Tasks to carry out:
1/ Using the blog post on Java memory sizing, answer these:
(a) What two example ratios does it give as being applied instead of Java Memory Sizing?
(b) Up to jvm7, what area stood in place of Metaspace?
(c) Java Memory Sizing is only applicable to what kind of applications?
2/ Please reproduce the part of the blog post on Java memory sizing starting with "The Java Memory Sizing always" and going on through "low as possible.".

Passage provided:
_ _ _ _ _
Technology Blogs by SAP
Learn how to extend and personalize SAP applications. Follow the SAP technology blog for insights into SAP BTP, ABAP, SAP Analytics Cloud, SAP HANA, and more.
cancel
Showing results for 
Search instead for 
Did you mean: 
former_member197561
Active Participant
How to determine the Java memory requirements for customer load?
How to define optimal number of Java instances to handle the load?

***

Introduction


Often, instead of Java Memory Sizing for an application, а “guru-defined” ratio, e.g.”4GB per vCPU”, or “4 GB memory per 1000 SAPS”, is applied and later, in production, “hacks” to JVM parameters are experimented as reaction to already experienced java memory problems.

This blog suggests a pragmatic approach to calculate the required physical memory and the optimal sizes of the different java memory areas, based on the application-specific memory consumption metrics.

The Java Memory Sizing always relates to a concrete java application version, i.e., the sizing result changes if in subsequent releases there is code optimization or degradation.
It covers:

  • Optimal Heap configuration


Size of Young Generation with which as few as possible short-living objects are copied (promoted) into the Old Generation and size of Old Generation with which full garbage collections frequency is as low as possible.


  • Optimal non-Heap configuration


Size of Metaspace (or Perm Generation up to jvm7), Compressed class space, Native area.


  • Optimal number of JVM instances


The choice depends on requirements for clustering, failover, IaaS providers capacities vs cost concerns, etc. but can also be a trade-off to too large heap requirements.


  • Physical memory size


The physical memory which must be available and free on the machine to run the defined number of JVM.

Be aware that Java Memory Sizing is only applicable to memory-leaks-free applications – the Java memory sizing approach helps to avoid only memory shortage situations which are not memory leaks.

 

JVM Memory Overview


Typical for Java applications is that

  • Most of the created objects become unused very soon, i.e., they are  “short-living”

  • There are objects and classes, which once instantiated, remain in memory for a very long time and even until the JVM is stopped, i.e., they are  “long-living”


To reflect this reality, Java VM introduces a concept of separate memory areas with sizes that can be controlled with JVM parameters.
_ _ _ _ _
Stored dataset items:
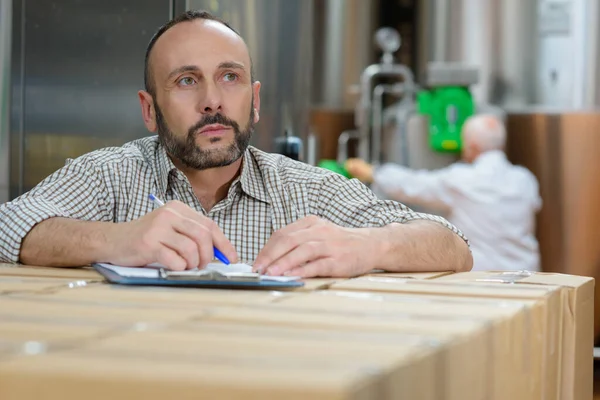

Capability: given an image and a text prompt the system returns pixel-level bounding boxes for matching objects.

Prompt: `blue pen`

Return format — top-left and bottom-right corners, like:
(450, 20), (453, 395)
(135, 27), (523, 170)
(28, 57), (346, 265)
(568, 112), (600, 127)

(148, 193), (231, 265)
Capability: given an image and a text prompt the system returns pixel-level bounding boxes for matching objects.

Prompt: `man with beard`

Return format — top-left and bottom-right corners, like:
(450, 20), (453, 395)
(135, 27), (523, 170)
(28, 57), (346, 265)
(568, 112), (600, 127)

(0, 11), (472, 277)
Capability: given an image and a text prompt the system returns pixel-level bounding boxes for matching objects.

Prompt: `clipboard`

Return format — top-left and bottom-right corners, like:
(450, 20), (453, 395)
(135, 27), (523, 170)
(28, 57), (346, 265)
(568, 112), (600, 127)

(92, 263), (304, 290)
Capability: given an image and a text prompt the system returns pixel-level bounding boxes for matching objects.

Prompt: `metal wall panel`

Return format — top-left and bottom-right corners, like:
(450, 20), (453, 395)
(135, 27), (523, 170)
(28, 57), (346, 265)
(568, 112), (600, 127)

(11, 0), (173, 197)
(187, 0), (313, 151)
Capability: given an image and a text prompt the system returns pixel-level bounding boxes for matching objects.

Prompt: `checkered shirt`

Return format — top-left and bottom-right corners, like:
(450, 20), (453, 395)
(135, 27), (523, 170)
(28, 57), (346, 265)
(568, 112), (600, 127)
_ _ _ _ _
Answers to the exercises:
1/
(a) "4GB per vCPU" and "4 GB memory per 1000 SAPS"
(b) Perm Generation
(c) Memory-leaks-free applications

2/
The Java Memory Sizing always relates to a concrete java application version, i.e., the sizing result changes if in subsequent releases there is code optimization or degradation.
It covers:

  • Optimal Heap configuration


Size of Young Generation with which as few as possible short-living objects are copied (promoted) into the Old Generation and size of Old Generation with which full garbage collections frequency is as low as possible.